**Exercise**
Reproduce every line of the records below word for word, with nothing changed, added, or left out.

**Data for this task**

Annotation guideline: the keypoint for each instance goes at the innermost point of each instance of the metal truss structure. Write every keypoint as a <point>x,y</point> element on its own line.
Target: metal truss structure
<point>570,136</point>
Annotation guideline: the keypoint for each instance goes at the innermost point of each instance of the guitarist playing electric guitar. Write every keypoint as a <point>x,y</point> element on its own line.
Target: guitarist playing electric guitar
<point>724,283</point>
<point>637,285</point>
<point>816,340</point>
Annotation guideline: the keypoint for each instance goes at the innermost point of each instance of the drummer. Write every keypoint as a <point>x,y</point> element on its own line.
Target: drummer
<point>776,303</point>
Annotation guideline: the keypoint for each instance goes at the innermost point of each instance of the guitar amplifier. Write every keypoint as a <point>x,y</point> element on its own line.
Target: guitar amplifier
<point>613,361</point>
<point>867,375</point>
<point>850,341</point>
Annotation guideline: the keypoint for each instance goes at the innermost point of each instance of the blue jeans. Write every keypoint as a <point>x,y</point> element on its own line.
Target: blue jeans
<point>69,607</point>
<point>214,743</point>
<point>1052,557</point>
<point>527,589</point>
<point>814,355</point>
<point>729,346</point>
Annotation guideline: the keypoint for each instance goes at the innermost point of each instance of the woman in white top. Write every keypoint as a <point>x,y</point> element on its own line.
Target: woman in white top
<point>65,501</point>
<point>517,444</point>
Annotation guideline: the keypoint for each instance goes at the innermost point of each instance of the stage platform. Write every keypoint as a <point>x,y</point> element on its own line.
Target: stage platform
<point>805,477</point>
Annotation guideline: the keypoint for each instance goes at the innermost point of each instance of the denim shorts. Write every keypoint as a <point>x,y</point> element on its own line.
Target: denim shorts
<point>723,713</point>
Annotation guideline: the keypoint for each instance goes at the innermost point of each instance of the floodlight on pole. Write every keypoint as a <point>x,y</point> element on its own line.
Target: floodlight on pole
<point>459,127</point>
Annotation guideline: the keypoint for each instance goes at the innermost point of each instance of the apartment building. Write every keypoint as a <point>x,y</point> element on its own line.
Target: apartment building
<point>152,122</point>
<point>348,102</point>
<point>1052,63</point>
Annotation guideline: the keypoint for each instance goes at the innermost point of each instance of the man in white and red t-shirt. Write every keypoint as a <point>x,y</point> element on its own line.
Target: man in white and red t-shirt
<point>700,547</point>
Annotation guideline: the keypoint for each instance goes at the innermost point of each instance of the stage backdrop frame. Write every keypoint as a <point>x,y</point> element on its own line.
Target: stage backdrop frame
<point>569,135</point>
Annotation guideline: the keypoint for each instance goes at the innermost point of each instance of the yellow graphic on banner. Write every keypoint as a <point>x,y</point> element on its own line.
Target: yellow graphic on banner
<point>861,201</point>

**Right answer**
Annotation guideline: the keypoint for each instance goes at the innermost point of each instance of the metal truss structure. Write every keypoint as a <point>x,y</point> element on its own line.
Target: metal truss structure
<point>570,136</point>
Annotation guideline: the keypoint for each instance goes at the innermost point of each instance of the guitarist playing electric guitar. Write every keypoint as a <point>x,y</point> element on its own line.
Target: guitarist playing electric guitar
<point>724,283</point>
<point>637,285</point>
<point>816,340</point>
Annotation guideline: the keypoint for each instance goes at the innermost point of each instance of the drummer. Write every keypoint as a <point>x,y</point> element on its own line.
Target: drummer
<point>776,303</point>
Annotation guideline: the keypoint for each instance goes at the innermost point of each instance of the guitar amplifier. Write every keypoint as a <point>x,y</point> element on its own line.
Target: guitar amplifier
<point>613,361</point>
<point>867,375</point>
<point>850,341</point>
Annotation guideline: the keypoint for each instance goes at the innermost point of each instance of the blue jeans. Write every keypoint as a <point>x,y</point> element on its own line.
Target: blue jeans
<point>69,607</point>
<point>214,743</point>
<point>1052,557</point>
<point>527,589</point>
<point>814,355</point>
<point>729,346</point>
Annotation guideline: the keypoint for each instance goes at the innermost point of each instance of the woman in white top. Write every keypoint as a <point>x,y</point> element on its own line.
Target: woman in white top
<point>65,501</point>
<point>517,444</point>
Annotation guideline: the keypoint for each instance goes at the innermost point of each instance of the stage platform. Write every keypoint as a <point>x,y</point> element on its own line.
Target: stage platform
<point>805,477</point>
Annotation guideline: the keypoint for each instance goes at the innermost point of each instance of the denim shorts. Write every keypoint as a <point>x,y</point> element on its own line.
Target: denim shorts
<point>723,713</point>
Annotation guideline: the keypoint for each instance goes at the innermost point of each instance of the floodlight on pole. Write every keypoint as a <point>x,y</point> element on its own line.
Target: floodlight on pole
<point>459,127</point>
Annotation guideline: the keypoint for each instance goes at the innermost point of each instance of the apartment building. Write every keypoint as a <point>x,y</point> element on its own line.
Target: apartment building
<point>152,122</point>
<point>348,102</point>
<point>1052,63</point>
Annotation guideline: the keypoint for each instance goes at the innermost point of each instance of the man in white and red t-shirt. Write every keypoint as a <point>x,y</point> element on its own line.
Target: man in white and red t-shirt
<point>700,547</point>
Annotation guideline: the keypoint for each instance goes at the innermost point of each instance of the stage backdrop frame. Write every keypoint as a <point>x,y</point> element on its own line.
Target: stage backdrop frame
<point>569,135</point>
Annotation guideline: the keypoint for each instance goes at the innermost point of each instance of the yellow graphic on banner. Write every keypoint as a <point>x,y</point> element on its own line.
Target: yellow graphic on banner
<point>861,201</point>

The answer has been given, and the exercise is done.